◆ Exercise instructions
**1.** In the review of Demons, rewrite the passage between "As a fast-paced" and "and probably perilous.", inclusive, substituting "panther" for "wildcat".
**2.** Write the next part of the review of Shirley's Demons, picking up after its final sentence.

◆ Extracted text
>>>>>
Del Rey: February 2002


Cemetery Dance (2000)

DEMONS by John Shirley

REVIEW

Horror Garage #5, Spring/Summer 2002

When I read the original novella, Demons, I was stunned with the originality, dark humor, imagination, and psycho-spiritual depth Shirley had provided in less than 20,000 words. Far more than just entertaining fiction (although it's that, too, ) it was also a parable about escaping the constant static of the world and your own head and finding the truth. When something's that good, you worry that expanding it (especially for a larger audience via a major publisher) will somehow ruin it.

Not to worry. Shirley doesn't take the easy or expected path (as if he ever?) Instead of restructuring and padding it out to novel length, he leaves the original novella (more or less) intact, then takes up the story nine years later. Considering the intensity of Demons -- it starts at a level that most horror novels try to build to -- there's a considerable literary risk involved with this choice. The author is asking the reader to slam on the emotional brakes while zooming along at 120 mph, then to start up again at an around-the block-with-your-mum pace. This can be damned dangerous for all involved.

To recap Demons: Seven "clans" of "demons" have taken over a near-future Earth. They slaughter casually, massively, and usually with deliberate excruciating pain. But the horror really lies in humanity's acceptance of it all: "It's amazing what you can get used to." An artist, Ira, then delineates the demons appearance and how humanity responded: first with a refusal to accept the reality, then panic, followed by concession, and finally acclimatization and adjustment. Then -- through his relationship with the eccentric and mysterious Dr. Paymenz and his lovely daughter, Melissa, and his own drive to seek answers -- Ira eventually discovers what brought the demons, what they really are and, ultimately, how to defeat them. Paymenz is part of a Conscious Circle made up of those who are "awake" and aware of the true reality; Melissa is a human vessel who carries the "Gold in the Urn," a force that must be used to confront the demons.

As a fast-paced adventure tale, almost a paean to classic alien-invasion horror stories, Demons is riveting and the resonance of the story's deeper meanings make it truly remarkable. Itıs both frightening and enlightening --coming as close to making us accept that "the spiritual world is the material world; the material world is the spiritual world; the universe is just a conception in a mind that dreams what it must, that calls for us to return to its deepest places, through awakening to who we really are" as most of us can. To have altered it with superfluous padding would have been like putting a fur coat on a wildcat -- unneeded, ridiculous, and probably perilous.
<<<<<
◆ Records provided
>>>>>
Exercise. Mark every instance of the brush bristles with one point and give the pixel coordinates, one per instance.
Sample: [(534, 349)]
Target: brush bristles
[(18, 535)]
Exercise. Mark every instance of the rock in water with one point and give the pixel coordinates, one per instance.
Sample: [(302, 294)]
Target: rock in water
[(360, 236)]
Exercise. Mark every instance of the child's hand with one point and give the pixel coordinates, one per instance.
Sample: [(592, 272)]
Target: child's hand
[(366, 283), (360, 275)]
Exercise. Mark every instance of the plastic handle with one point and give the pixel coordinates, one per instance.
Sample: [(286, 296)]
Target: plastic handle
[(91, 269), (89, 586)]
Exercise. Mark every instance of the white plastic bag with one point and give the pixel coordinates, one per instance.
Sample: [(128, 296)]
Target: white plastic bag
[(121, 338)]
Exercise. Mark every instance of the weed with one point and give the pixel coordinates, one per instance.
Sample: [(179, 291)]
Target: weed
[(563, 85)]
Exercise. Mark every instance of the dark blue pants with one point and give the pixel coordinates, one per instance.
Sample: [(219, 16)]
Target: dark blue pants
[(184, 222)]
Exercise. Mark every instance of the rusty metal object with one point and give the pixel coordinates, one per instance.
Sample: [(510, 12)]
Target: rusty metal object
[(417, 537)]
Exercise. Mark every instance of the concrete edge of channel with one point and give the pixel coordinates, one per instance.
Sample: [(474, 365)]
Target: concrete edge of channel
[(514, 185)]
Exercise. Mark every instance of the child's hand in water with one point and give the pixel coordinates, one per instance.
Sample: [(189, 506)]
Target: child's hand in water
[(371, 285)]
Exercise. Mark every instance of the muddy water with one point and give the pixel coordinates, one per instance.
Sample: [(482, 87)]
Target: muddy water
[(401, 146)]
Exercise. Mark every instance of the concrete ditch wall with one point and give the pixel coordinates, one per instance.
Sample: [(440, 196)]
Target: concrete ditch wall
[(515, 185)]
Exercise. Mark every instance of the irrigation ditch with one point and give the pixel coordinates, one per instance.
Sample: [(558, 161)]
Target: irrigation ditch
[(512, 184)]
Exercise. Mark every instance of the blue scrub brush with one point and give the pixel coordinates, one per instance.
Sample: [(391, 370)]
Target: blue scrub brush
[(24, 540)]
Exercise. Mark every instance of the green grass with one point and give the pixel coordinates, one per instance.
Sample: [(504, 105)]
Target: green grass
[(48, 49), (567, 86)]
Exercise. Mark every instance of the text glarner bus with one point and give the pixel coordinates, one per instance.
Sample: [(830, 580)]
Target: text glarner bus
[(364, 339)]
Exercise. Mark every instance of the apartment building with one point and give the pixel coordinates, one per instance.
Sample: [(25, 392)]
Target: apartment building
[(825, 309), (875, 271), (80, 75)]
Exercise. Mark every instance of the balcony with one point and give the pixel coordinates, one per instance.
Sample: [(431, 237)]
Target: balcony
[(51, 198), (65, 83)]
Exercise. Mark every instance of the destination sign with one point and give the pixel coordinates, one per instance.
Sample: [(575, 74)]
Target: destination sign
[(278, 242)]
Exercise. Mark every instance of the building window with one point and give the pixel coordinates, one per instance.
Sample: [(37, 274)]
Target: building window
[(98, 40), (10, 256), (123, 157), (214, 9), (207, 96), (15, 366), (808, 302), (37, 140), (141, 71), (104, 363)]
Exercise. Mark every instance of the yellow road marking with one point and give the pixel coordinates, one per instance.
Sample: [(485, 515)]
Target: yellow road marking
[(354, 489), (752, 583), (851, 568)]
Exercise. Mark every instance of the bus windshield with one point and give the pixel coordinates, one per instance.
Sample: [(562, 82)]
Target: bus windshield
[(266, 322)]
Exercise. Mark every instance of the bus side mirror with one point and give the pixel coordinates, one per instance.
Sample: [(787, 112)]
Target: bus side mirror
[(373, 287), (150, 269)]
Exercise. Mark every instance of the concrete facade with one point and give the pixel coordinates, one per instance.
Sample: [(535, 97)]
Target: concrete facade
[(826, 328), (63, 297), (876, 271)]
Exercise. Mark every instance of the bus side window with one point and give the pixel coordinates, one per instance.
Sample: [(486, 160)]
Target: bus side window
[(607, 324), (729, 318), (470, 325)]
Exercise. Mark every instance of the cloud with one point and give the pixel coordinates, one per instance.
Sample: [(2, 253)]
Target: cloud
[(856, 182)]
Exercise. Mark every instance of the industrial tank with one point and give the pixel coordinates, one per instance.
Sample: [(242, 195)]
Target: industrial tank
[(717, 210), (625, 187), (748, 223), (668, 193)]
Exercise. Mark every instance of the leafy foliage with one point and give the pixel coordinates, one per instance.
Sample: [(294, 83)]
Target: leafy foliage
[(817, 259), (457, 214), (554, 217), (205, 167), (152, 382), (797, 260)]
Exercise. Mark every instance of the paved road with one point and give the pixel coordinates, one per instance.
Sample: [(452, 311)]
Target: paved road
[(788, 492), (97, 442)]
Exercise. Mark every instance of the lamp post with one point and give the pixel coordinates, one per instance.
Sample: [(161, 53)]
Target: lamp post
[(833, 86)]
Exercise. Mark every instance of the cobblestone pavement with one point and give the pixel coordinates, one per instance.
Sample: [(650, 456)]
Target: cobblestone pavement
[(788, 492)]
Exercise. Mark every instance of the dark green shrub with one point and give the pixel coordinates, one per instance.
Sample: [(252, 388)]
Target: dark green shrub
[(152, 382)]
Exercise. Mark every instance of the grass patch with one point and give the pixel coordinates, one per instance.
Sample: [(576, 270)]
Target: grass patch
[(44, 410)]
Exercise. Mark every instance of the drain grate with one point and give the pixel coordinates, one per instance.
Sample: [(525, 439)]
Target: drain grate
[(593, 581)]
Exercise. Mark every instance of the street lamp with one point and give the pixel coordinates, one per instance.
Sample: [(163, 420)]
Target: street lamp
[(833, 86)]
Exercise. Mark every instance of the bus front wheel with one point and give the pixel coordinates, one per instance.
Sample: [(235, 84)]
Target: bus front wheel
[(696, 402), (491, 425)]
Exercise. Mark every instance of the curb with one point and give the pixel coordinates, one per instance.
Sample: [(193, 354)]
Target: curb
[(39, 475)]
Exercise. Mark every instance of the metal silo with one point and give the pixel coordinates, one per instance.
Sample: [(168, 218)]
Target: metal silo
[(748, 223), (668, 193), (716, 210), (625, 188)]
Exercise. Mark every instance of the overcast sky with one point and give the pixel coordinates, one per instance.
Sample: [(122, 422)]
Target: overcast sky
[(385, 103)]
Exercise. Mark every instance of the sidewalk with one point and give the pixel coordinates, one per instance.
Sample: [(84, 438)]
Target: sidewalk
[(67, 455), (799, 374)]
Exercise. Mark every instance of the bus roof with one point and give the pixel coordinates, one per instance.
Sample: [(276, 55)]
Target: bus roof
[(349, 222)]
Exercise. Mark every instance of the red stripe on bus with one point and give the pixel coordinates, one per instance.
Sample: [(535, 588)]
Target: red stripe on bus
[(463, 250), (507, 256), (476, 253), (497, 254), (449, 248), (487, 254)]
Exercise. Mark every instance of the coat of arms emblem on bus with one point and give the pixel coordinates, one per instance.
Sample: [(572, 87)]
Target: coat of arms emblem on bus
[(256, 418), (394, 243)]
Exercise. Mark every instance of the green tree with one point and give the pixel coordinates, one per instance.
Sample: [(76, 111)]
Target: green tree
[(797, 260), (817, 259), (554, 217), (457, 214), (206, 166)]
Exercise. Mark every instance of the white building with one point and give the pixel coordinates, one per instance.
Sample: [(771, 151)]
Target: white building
<<<<<
◆ Outputs by task
**1.**
As a fast-paced adventure tale, almost a paean to classic alien-invasion horror stories, Demons is riveting and the resonance of the story's deeper meanings make it truly remarkable. Itıs both frightening and enlightening --coming as close to making us accept that "the spiritual world is the material world; the material world is the spiritual world; the universe is just a conception in a mind that dreams what it must, that calls for us to return to its deepest places, through awakening to who we really are" as most of us can. To have altered it with superfluous padding would have been like putting a fur coat on a panther -- unneeded, ridiculous, and probably perilous.

**2.**
Instead, with the new second part, Undercurrents, Shirley drives off the previous map by creating an atmosphere of paranoia and fear rather than overt horror. The shift to a slower pace may, at first, jar the reader. But it is obvious that both structurally and symbolically the lower gear is needed. This is different terrain, another highway and Stephen Isquerat, a new central character, is put behind the narrative wheel.

Stephen is young, unaware and self-involved, and, like most everyone else, believes the demonic invasion nine years earlier never occurred. The public has been convinced it was all the result of mass hysteria caused by hallucinogenic gas attack that terrorists, or a cult of industrialists, or someone, released in a bid for world domination. He works for a mega-corporation, West Wind, that employs "psychonomics" ("the use of psychic power in business which, in turn, increases your psychic influence over the world") and is picked to be the "point man" for the next phase of this business use of spiritual energy. But West Wind is far from the benign, patriarchal conglomerate it tries to appear. Those in charge are ruthless and more than willing to sacrifice masses of human life and poison the environment in order to achieve their hideous goals. They use Stephen -- who is gifted in a special way -- blinded by lust and ambition, as a portal for evil to again invade Earth.

Meanwhile, Ira is still striving for higher consciousness, a struggle made more difficult by his resentment of Melissa taking their son, Marcus, on an obscure mission to Turkmenistan. He is jealous that his wife is accompanied by the spiritually and physically potent Dr. Nyerza, and he is very, very frightened. When his fears seem to be realized, and the Conscious Circle is either unwilling or unable to help, he heads off after them and into disaster.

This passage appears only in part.